Would you repeat the entries below exactly and omit the pictures?
Data records: Begin
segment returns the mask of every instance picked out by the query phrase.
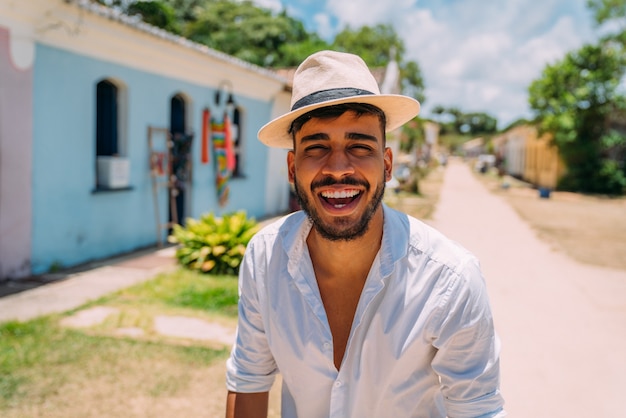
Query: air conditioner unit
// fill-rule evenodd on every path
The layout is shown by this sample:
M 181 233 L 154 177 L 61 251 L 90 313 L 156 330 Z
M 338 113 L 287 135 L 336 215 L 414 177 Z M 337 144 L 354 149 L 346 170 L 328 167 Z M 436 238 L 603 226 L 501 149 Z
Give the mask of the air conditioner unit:
M 119 189 L 130 185 L 130 162 L 128 158 L 99 156 L 96 159 L 98 186 Z

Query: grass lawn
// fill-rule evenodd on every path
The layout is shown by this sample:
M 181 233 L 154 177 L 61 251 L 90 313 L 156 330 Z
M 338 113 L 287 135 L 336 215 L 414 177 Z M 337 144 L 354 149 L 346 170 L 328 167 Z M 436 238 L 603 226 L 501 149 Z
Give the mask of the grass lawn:
M 150 319 L 233 324 L 236 303 L 235 277 L 181 269 L 90 303 L 117 309 L 95 327 L 61 326 L 72 312 L 0 324 L 0 416 L 221 416 L 229 349 L 159 337 Z M 119 336 L 120 327 L 145 333 Z

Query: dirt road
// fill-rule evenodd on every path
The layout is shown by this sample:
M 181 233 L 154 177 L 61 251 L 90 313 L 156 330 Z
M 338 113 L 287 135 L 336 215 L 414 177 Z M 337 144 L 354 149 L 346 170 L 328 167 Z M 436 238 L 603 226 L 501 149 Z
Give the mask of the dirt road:
M 510 417 L 626 417 L 626 272 L 555 252 L 459 161 L 430 223 L 481 260 Z

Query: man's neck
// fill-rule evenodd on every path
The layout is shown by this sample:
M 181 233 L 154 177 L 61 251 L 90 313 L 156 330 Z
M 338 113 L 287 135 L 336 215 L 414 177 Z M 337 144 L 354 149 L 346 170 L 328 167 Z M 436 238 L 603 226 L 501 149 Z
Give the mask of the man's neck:
M 365 234 L 352 240 L 323 238 L 313 227 L 307 237 L 307 246 L 316 272 L 335 276 L 353 271 L 369 271 L 383 236 L 383 210 L 372 217 Z

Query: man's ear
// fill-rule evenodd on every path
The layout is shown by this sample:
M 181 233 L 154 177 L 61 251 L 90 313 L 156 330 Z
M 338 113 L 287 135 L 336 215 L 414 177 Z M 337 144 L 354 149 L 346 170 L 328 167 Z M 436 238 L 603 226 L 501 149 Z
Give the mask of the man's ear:
M 287 173 L 289 175 L 289 183 L 293 183 L 296 175 L 296 167 L 294 164 L 296 156 L 293 151 L 287 152 Z
M 391 172 L 393 170 L 393 152 L 391 148 L 385 148 L 385 154 L 383 156 L 385 164 L 385 182 L 391 180 Z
Data records: End
### Answer to this exercise
segment returns the mask of every instance picked out by the query phrase.
Query: air conditioner unit
// fill-rule evenodd on every path
The layout is shown by this sample:
M 181 233 L 154 177 L 61 251 L 90 313 L 156 330 Z
M 338 113 L 287 135 L 336 215 L 414 177 Z M 337 144 L 354 149 L 346 170 L 328 167 Z M 436 238 L 603 226 L 501 149 Z
Give the mask of the air conditioner unit:
M 119 189 L 130 185 L 130 162 L 128 158 L 99 156 L 96 159 L 98 186 Z

Query: grass lawn
// fill-rule evenodd on every path
The layout is shown by this sample:
M 181 233 L 154 177 L 61 251 L 90 313 L 156 330 Z
M 338 113 L 287 135 L 336 215 L 414 177 Z M 337 144 L 354 149 L 346 170 L 328 167 Z M 436 238 L 603 226 L 501 149 Z
Give the mask of the grass lawn:
M 150 319 L 233 324 L 236 303 L 235 277 L 181 269 L 90 303 L 117 309 L 95 327 L 61 326 L 72 312 L 0 324 L 0 416 L 221 416 L 229 349 L 159 337 Z M 119 336 L 120 327 L 145 333 Z

Query: dirt road
// fill-rule evenodd on every path
The layout is shown by this sample:
M 181 233 L 154 177 L 61 251 L 90 313 L 156 330 Z
M 338 113 L 287 135 L 336 215 L 414 177 Z M 337 144 L 354 149 L 346 170 L 328 167 Z M 436 238 L 603 226 L 501 149 Z
Give the mask of the dirt road:
M 510 417 L 626 417 L 626 272 L 555 252 L 459 161 L 430 223 L 481 260 Z

Query: man's neck
// fill-rule evenodd on every path
The layout is shown by this sample:
M 181 233 L 154 177 L 61 251 L 90 313 L 156 330 Z
M 338 113 L 287 135 L 336 215 L 414 177 Z M 337 144 L 354 149 L 346 170 L 328 167 Z M 436 238 L 603 226 L 501 149 Z
Give the mask of the man's neck:
M 365 234 L 352 240 L 323 238 L 313 227 L 307 237 L 307 246 L 316 272 L 335 276 L 353 271 L 369 271 L 383 236 L 383 210 L 372 217 Z

Query: man's ear
// fill-rule evenodd on every path
The layout is shown by this sample:
M 181 233 L 154 177 L 61 251 L 90 313 L 156 330 Z
M 338 113 L 287 135 L 336 215 L 414 177 Z M 337 144 L 354 149 L 346 170 L 328 167 Z M 436 238 L 603 226 L 501 149 Z
Give the mask of the man's ear:
M 287 173 L 289 175 L 289 183 L 293 183 L 296 175 L 296 167 L 294 164 L 296 156 L 293 151 L 287 152 Z
M 391 172 L 393 170 L 393 152 L 391 148 L 385 148 L 385 154 L 383 156 L 385 164 L 385 182 L 391 180 Z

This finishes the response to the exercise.